■ Set exercise:
Can you reproduce verbatim the part of the court opinion below, starting with "II. Defendant's equitable" and going on through "to the fraud."?

■ Text segment:
The court conducted oral argument on the motion. Following argument, the court rendered its decision on the record. The court found Sufrin did not make any misrepresentations to Palma during their settlement negotiations. In addition, the court noted that MMU was not seeking monetary damages; therefore, MMU only had to establish "equitable fraud, not legal fraud." See Nolan v. Lee Ho, 120 N.J. 465, 472 (1990).

The court explained equitable fraud consists of "a material misrepresentation of a presently existing or past fact, the maker's intent that the other party rely on it, and detrimental reliance by the other party." See Liebling v. Garden State Indem., 337 N.J.Super. 447, 453 (App. Div. 2001). The court denied the motion because there was no basis to vacate the settlement agreement and warrant to satisfy judgment. A memorializing order was entered.

Before us, MMU argues:

I. [The court] abused [its] discretion in denying the motion to void settlement and warrant to satisfy judgment.
II. Defendant's equitable and/or legal fraud mandated recission of the settlement agreement.
III. The instant motion should have been decided only upon facts properly before the court.
IV. MMU's failure to ask or discover defendant's asset transfer is not a defense to the fraud.

II.

"The decision granting or denying an application to open a judgment will be left undisturbed unless it represents a clear abuse of discretion." Hous. Auth. of Morristown v. Little, 135 N.J. 274, 283 (1994). An abuse of discretion "arises when a decision is 'made without a rational explanation, inexplicably departed from established policies, or rested on an impermissible basis.'" Flagg v. Essex Cnty. Prosecutor, 171 N.J. 561, 571 (2002) (quoting Achacoso-Sanchez v. INS., 779 F.2d 1260, 1265 (7th Cir. 1985)). This court "accord[s] no deference to the judge's interpretation of applicable law, which [it] review[s] de novo." Barlyn v. Dow, 436 N.J.Super. 161, 170 (App. Div. 2014).

A court may overturn a final judgment or order for "fraud . . . misrepresentation, or other misconduct of an adverse party." R. 4:50-1(c). "In a claim of equitable fraud, a plaintiff must . . . prove: '(1) a material misrepresentation of a presently existing or past fact; (2) the maker's intent that the other party rely on it; and (3) detrimental reliance by the other party.'" Allstate N.J. Ins. Co. v. Lajara, 222 N.J. 129, 148 n.5 (2015) (quoting First Am. Title Ins. Co. v. Lawson, 177 N.J. 125, 136-37 (2003)). A party asserting an equitable fraud cause of action must establish the required elements by "clear and convincing evidence." N.J. Transit Corp. v. Certain Underwriters at Lloyd's London, 461 N.J.Super. 440, 465 (App. Div. 2019) (quoting DepoLink Ct. Reporting &Litig. Support Servs. v. Rochman, 430 N.J.Super. 325, 336 (App. Div. 2013)).

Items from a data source
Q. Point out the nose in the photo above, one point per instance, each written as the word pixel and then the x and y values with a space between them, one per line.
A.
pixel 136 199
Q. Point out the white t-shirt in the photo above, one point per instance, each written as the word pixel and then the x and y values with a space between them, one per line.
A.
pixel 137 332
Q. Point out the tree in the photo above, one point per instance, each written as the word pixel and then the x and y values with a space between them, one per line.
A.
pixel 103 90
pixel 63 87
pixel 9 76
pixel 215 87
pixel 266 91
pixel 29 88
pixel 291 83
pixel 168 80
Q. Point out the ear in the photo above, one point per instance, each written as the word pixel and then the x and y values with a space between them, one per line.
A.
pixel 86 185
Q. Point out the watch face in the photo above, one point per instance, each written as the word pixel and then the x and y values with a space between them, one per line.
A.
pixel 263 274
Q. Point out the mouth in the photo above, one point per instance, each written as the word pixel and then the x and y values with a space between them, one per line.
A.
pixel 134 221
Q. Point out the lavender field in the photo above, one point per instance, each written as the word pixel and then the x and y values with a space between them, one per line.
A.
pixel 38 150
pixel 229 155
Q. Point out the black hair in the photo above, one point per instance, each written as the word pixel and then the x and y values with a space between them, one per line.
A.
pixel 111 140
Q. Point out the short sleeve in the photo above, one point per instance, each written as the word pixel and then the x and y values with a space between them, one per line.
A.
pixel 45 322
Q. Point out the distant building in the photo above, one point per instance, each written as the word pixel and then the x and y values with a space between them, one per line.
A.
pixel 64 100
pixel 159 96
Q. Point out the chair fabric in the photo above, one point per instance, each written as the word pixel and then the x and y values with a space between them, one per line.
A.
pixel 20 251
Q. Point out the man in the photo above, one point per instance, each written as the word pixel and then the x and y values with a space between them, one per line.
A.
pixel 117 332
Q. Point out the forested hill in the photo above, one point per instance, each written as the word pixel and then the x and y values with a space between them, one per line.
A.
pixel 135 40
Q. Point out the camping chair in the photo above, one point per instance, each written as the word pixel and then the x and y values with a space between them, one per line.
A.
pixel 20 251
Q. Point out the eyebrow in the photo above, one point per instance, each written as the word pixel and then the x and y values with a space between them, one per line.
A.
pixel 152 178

■ Answer to this exercise:
II. Defendant's equitable and/or legal fraud mandated recission of the settlement agreement.
III. The instant motion should have been decided only upon facts properly before the court.
IV. MMU's failure to ask or discover defendant's asset transfer is not a defense to the fraud.